● AVAILABLE DATA:
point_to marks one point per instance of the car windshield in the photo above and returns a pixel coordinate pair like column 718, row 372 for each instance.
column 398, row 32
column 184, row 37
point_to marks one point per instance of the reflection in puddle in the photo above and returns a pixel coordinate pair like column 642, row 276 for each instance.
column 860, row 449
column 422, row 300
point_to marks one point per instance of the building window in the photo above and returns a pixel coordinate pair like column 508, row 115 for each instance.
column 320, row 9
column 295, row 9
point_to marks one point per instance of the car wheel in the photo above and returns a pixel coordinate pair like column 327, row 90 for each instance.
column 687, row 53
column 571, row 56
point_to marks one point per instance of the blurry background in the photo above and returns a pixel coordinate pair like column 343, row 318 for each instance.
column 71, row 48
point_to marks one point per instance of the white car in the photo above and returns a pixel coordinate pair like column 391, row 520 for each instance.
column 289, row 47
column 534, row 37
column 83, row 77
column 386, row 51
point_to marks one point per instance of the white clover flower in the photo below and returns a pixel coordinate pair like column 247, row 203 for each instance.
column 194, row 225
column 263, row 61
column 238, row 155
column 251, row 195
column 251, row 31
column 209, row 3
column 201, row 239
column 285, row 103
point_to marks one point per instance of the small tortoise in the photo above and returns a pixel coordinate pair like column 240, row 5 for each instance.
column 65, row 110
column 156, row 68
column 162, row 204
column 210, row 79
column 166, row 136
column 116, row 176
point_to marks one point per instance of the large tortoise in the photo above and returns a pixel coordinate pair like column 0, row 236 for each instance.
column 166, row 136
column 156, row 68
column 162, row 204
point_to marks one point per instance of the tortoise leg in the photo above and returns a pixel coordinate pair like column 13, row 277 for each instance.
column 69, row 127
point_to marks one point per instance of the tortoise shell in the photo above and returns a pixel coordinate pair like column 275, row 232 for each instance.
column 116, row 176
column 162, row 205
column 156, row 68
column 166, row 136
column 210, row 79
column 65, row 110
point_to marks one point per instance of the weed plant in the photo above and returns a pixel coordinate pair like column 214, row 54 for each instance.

● WHAT YOU HAVE TO DO: Extract the listing in its entirety and repeat it exactly.

● YOUR SOLUTION:
point_to marks one point per instance of the car windshield in the photo above and returns a pixel coordinate pair like column 718, row 372 for each instance.
column 398, row 32
column 184, row 37
point_to marks one point per instance of the reflection in puddle in the photo above and returns a pixel coordinate pair like column 642, row 276 for each instance.
column 860, row 449
column 422, row 300
point_to marks one point per instance of the building window in the photo above and returns a pixel coordinate pair like column 508, row 115 for each instance.
column 320, row 9
column 295, row 9
point_to marks one point per instance of the car wheel in the photo above and returns a pixel coordinate pair like column 327, row 90 for each instance.
column 687, row 53
column 571, row 56
point_to marks one point per instance of the blurry background in the photo above and returns a pixel coordinate pair like column 343, row 318 for each instance.
column 71, row 48
point_to marks one point per instance of the white car in the photo above and returns a pixel coordinate pair like column 391, row 520 for each instance.
column 289, row 47
column 534, row 37
column 83, row 77
column 386, row 51
point_to marks one point per instance of the white clover flower in the photo below and returns a pixel coordinate pair like column 247, row 203 for each instance.
column 194, row 225
column 263, row 61
column 238, row 155
column 251, row 195
column 251, row 31
column 209, row 3
column 201, row 239
column 285, row 103
point_to marks one point per instance of the small tortoise in the photo above and returns a pixel coordinate pair like column 240, row 5 for each instance.
column 65, row 110
column 156, row 68
column 162, row 204
column 210, row 79
column 166, row 136
column 116, row 176
point_to marks one point per instance of the large tortoise in the photo above and returns a pixel coordinate pair like column 0, row 236 for each instance.
column 166, row 136
column 156, row 68
column 162, row 204
point_to marks one point per instance of the tortoise leg in the photo above and returns a pixel coordinate pair like column 13, row 277 for each instance.
column 69, row 127
point_to marks one point per instance of the tortoise shell in the photo above and returns a pixel coordinate pair like column 275, row 232 for each instance.
column 116, row 176
column 162, row 205
column 156, row 68
column 166, row 136
column 210, row 79
column 65, row 110
point_to marks one point per instance of the weed plant in the photo above and returns a pixel coordinate pair like column 214, row 54 for each instance.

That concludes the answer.